TEXTO PROPORCIONADO:

══════════

# Como saber si mi camara funciona con infrarrojos ?



## mjnavapo (May 13, 2008)

Hola, pues resulta que tengo un par de camaras IP que me gustarian que pudiesen grabar en la oscuridad.

Y he visto este foco de infrarrojos para camaras:
http://www.ciudadwireless.com/product_información.php?cPath=206_247&products_id=1649

Pero claro, no me quiero gastar 80€ y que luego mis camaras no sean capacez de "ver" la luz infrarroja y por lo tanto aun con el foco este se siga viendo todo negro.

Hay alguna forma de saber si mis camaras son compatibles con este tipo de focos infrarrojos ?


Un saludo.


----------



## KARAPALIDA (May 13, 2008)

Pone el control remoto del tele o de un eqipo de frente y tenes que ver la luz del led.Saludos


----------



## mjnavapo (May 13, 2008)

Pues eso hare...

Por cierto, he estado buscando diferentes focos y los hay de diferentes logitud de onda.

Todos serian compatibles con todas las camaras o segun que sensor lleve la camara veria unos u otros led ?

Los led de los mandos que longitud de onda usan? o e los mandos tambien los hay de varias medidas ?


Un saludo y muchas gracias.


----------



## mjnavapo (May 14, 2008)

Pues he probado con un par de mandos a distancia con una de las camaras (la otra no la he podido probar) y efectivamente se ve iluminarse el led (no mucho, pero supongo que sera asi).

Esto quiere decir que mi camara, con total seguridad, va a poder "ver" en la oscuridad con uno de estos focos de infrarrojos?
O aun asi, puede que si, puede que no?

Y ya mas por curiosidad que por otra cosa, lo que dije en el otro mensaje, que he visto focos que usan led de diferente longitud de onda.
Todos son visibles por todas las camaras, o segun el sensor de cada camara necesita un tipo de led u otro? (por si sirve de algo, mis camaras son de estas economicas con sensor CMOS VGA).

══════════

TAREAS:
- A) Reproduce del hilo sobre cámaras e infrarrojos el fragmento que va desde "Pues he probado" hasta "puede que no?", ambos incluidos.
- B) En el hilo sobre cámaras e infrarrojos, ¿qué tipo de sensor tienen las cámaras de quien abre la conversación?
- C) Continúa el hilo sobre cámaras e infrarrojos a partir del punto en que termina.

SEGMENTO DE DATOS:

══════════

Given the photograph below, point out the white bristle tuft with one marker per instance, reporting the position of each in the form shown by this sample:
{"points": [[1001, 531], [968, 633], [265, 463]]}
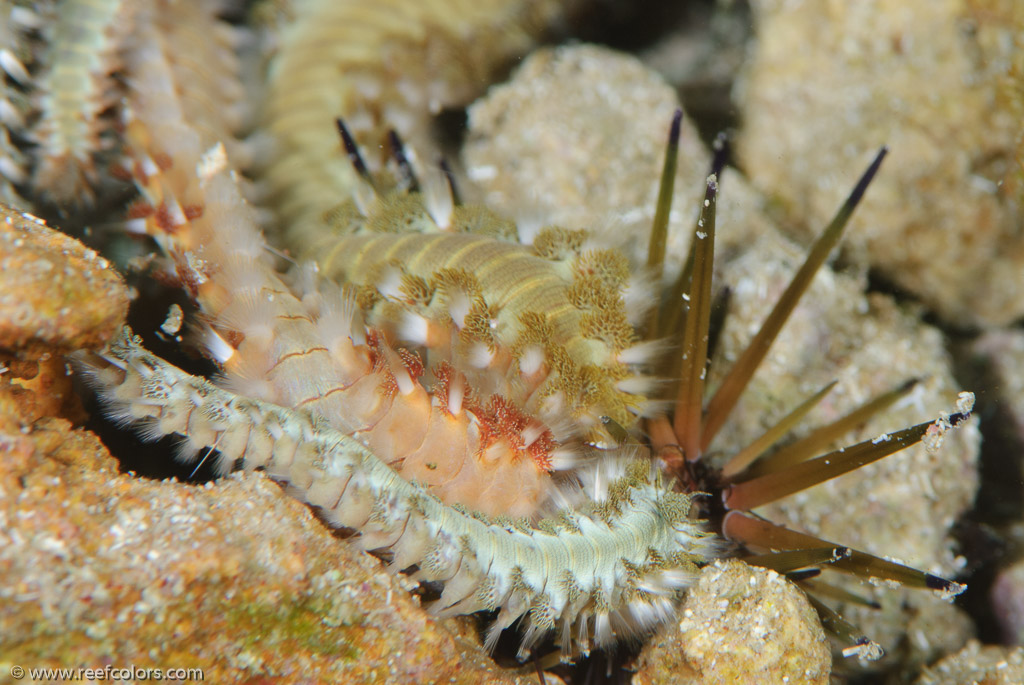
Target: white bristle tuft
{"points": [[217, 347], [389, 283], [13, 67], [603, 635], [637, 385], [480, 355], [401, 377], [643, 352], [457, 393], [437, 198], [253, 314], [414, 328], [337, 317], [134, 226], [459, 305], [531, 359], [638, 296], [564, 459]]}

══════════

RESULTADOS POR TAREA:
- A)
Pues he probado con un par de mandos a distancia con una de las camaras (la otra no la he podido probar) y efectivamente se ve iluminarse el led (no mucho, pero supongo que sera asi).

Esto quiere decir que mi camara, con total seguridad, va a poder "ver" en la oscuridad con uno de estos focos de infrarrojos?
O aun asi, puede que si, puede que no?

- B) Un sensor CMOS VGA.

- C)
Todos los mandos usan la misma longitud de onda? cual usan? Es que el foco que he visto para comprar lleva led de 850nm, por lo que si el del mando es de 850nm pues supongo que servira.

He visto este foco y es el que habia pensado en comprar, ya que sale por uno 16€, por probar que tal va...
http://cgi.ebay.com/48-LED-illumina...ryZ48636QQssPageNameZWDVWQQrdZ1QQcmdZViewItem
Alguien lo ha probado?

Un saludo.


----------



## mjnavapo (May 28, 2008)

Al final me compre ese foco que puse de ebay con 48 led y me ha llegado hoy, pero no es lo que esperaba.

Para empezar cuando se activa cuando hay poca luz se ve mucho los led, dan un color rojo que "canta" bastante.

Y aunque no lo he podido probar con las camaras para las que iba a usarlo, pero lo he probado con otras camaras teniendo un resultado muy malo.

He probado con la camara de un movil, con una camara de fotos digital, con una camara de video minidv y con una microcamara de las que venden en ebay que son muy pequeñas y emiten la señal inalambricamente a 1,2GHz.

Pues en el mejor de los resultados, el foco es capaz de iluminar hasta 1 metro aproximadamente, mas de eso ya no se aprecia nada.
Segun el vendedor alcanzaba 20m y segun el manual es de 10 a 50m.
Tambien el vendedor ponia que se usara una fuente de alimentacion de 12V y 500mA y es la que he usado, pero como el manual dice que sea de 1 o 1,5A pues tambien he probado a alimentarlo con una mas potente pero hacia exactamente lo mismo.

Ya no se yo si es que este foco es muy malo o es que estas camaras no sirven para ver con la iluminacion infrarroja de estos led.

Hace unos años me compre una camara tambien en ebay que tenia 12 led infrarrojos, que curiosamente tenia la misma carcasa que este foco y con esos 12led podias ver perfectamente en una habitacion totalmente a oscuras.


Hay alguna forma de saber si el problema es de las camaras con las que uso el foco o es por que el foco es de muy baja calidad?

Lo digo por olvidarme ya del asunto si el problema es de las camaras o intentar comprar otro foco si el problema es de este en cuestion.


----------



## mjnavapo (May 30, 2008)

Lo he probado con las camaras IP con las que iba a usarlas y lo mismo... la camara ve los led iluminarse, pero no la zona iluminada por el foco.

Y es que no se si hace falta camaras especiales para ver esa iluminacion o es que este foco es tan malo que no es capaz de iluminar una zona a mas de 1m de distancia.


----------



## tiopepe123 (May 30, 2008)

Las camaras de color suelen llevan un filtro de infrarojo, supongo que en parte es tu problema.

Si tienes una de esas camaras baratas en blanco y negro que se conectan directamente a la TV,no llevan el famoso filtro

Esos led rojizos son los utilizados en los porteros automaticos.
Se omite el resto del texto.